EXERCISE PASSAGE:
-- Opening Marker --

CE: Alright, now let’s talk about … Nigerians and even civil societies that have expressed concern looking at … the operation of the Conditional Cash Transfer. Now people are saying: If we say the ‘poorest poor’ and we look at the social register and say there are 2.6 million Nigerians, President Muhammadu Buhari ordered for an expansion to capture an additional one million Nigerians, people are looking at impact, and they are wondering how much impact this can really have, when we talk about the Conditional Cash Transfer. What would you say with respect to the points that have been raised by civil societies?
AO: Yeah, I mean, as civil society rightly points out, it’s a “drop in the bucket”. Obviously the people who are on the list are … they’re … in fact the Minister of Finance has made it clear that only one conditional cash transfer is going to be made per person, but the fact about the Conditional Cash Transfer is that it captives … it captures the people who are already poor, so that what they do is that they draw up the list on the basis of the criteria that they have established, meeting communities, drawing up the list. But then, that list may have ten people on it, and what they’ve been doing so far, up until the beginning of the COVID-19 crisis was to pay the bottom 60% or so, because some of the people at the top may have more, and then of course, they haven’t got the full amount of money that they need. So I suppose that even if the President expands that, it will be to capture the people who are further up on the list, maybe 80% of the people or so. But we are still faced with the fact that many people are being prevented from earning their living. And as I said, even if we open the economy we still face the fact that people are not going to want to be going about anyhow, using taxis, they’re not going to be going to parties, they’re not … and so all those people who earn their living on … from those economic activities are still going to remain among the newly COVID poor, and so they are supposed to be reached by the palliative measures. And the way in which those palliative measures are being distributed, as Professor Sagay said, there are questions about Integrity with the way that those people are being reached. Professor Sagay himself said: “I have heard that some local government officials are asking for party cards”, and he said that: “…that is clearly illegal and definitely condemnable because hunger and party is not limited to one party or the other, it is supposed to be for everybody.”

-- Closing Marker --

HOW TO COMPLETE THIS TASK:
Reproduce the passage of the interview on the Conditional Cash Transfer that starts with the words containing "CE: Alright, now" and ends with "by civil societies?".

MATERIAL PROVIDED:
-- Opening Marker --

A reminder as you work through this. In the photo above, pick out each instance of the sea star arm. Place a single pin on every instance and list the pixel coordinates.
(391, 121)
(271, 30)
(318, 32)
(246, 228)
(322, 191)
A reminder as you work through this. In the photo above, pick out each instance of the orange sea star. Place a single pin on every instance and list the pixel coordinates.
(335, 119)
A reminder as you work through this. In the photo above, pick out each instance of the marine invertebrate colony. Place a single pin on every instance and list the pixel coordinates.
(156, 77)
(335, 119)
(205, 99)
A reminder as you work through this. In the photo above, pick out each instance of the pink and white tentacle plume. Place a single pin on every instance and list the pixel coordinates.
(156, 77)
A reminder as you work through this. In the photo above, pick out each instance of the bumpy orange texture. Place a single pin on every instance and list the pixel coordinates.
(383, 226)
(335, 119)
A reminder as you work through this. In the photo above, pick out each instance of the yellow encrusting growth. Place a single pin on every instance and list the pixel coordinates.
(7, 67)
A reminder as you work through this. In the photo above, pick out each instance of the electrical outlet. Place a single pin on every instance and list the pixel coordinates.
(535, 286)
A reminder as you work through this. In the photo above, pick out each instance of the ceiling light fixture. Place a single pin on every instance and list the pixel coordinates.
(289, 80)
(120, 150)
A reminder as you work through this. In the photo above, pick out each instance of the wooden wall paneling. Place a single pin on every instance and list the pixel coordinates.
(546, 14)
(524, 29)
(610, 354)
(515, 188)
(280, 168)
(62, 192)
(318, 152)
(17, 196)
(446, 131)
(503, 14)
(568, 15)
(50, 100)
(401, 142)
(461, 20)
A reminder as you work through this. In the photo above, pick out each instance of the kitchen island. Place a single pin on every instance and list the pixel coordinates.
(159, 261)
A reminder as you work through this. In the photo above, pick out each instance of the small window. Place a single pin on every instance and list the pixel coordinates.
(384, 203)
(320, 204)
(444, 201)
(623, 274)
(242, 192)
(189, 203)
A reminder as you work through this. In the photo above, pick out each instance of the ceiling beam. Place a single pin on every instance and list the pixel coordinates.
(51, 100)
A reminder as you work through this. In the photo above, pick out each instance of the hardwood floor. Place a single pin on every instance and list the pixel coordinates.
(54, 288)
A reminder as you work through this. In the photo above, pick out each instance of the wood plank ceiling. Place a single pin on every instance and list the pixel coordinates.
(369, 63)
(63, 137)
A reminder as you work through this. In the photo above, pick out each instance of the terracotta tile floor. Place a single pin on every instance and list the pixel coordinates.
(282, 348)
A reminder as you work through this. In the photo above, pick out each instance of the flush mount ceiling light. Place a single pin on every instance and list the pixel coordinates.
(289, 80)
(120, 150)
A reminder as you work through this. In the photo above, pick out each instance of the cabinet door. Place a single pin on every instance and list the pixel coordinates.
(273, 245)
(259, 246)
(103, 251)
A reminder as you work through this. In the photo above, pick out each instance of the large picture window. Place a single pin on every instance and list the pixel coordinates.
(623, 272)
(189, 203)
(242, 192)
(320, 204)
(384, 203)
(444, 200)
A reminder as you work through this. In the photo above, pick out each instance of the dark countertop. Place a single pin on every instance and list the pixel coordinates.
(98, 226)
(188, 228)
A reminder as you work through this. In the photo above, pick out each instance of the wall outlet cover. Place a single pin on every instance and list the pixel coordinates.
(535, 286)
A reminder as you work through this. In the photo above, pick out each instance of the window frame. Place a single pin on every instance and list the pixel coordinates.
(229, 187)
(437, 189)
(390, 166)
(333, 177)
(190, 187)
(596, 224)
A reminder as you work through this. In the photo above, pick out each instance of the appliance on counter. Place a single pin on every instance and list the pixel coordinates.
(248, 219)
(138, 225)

-- Closing Marker --

OUTPUT FOR THIS TASK:
CE: Alright, now let’s talk about … Nigerians and even civil societies that have expressed concern looking at … the operation of the Conditional Cash Transfer. Now people are saying: If we say the ‘poorest poor’ and we look at the social register and say there are 2.6 million Nigerians, President Muhammadu Buhari ordered for an expansion to capture an additional one million Nigerians, people are looking at impact, and they are wondering how much impact this can really have, when we talk about the Conditional Cash Transfer. What would you say with respect to the points that have been raised by civil societies?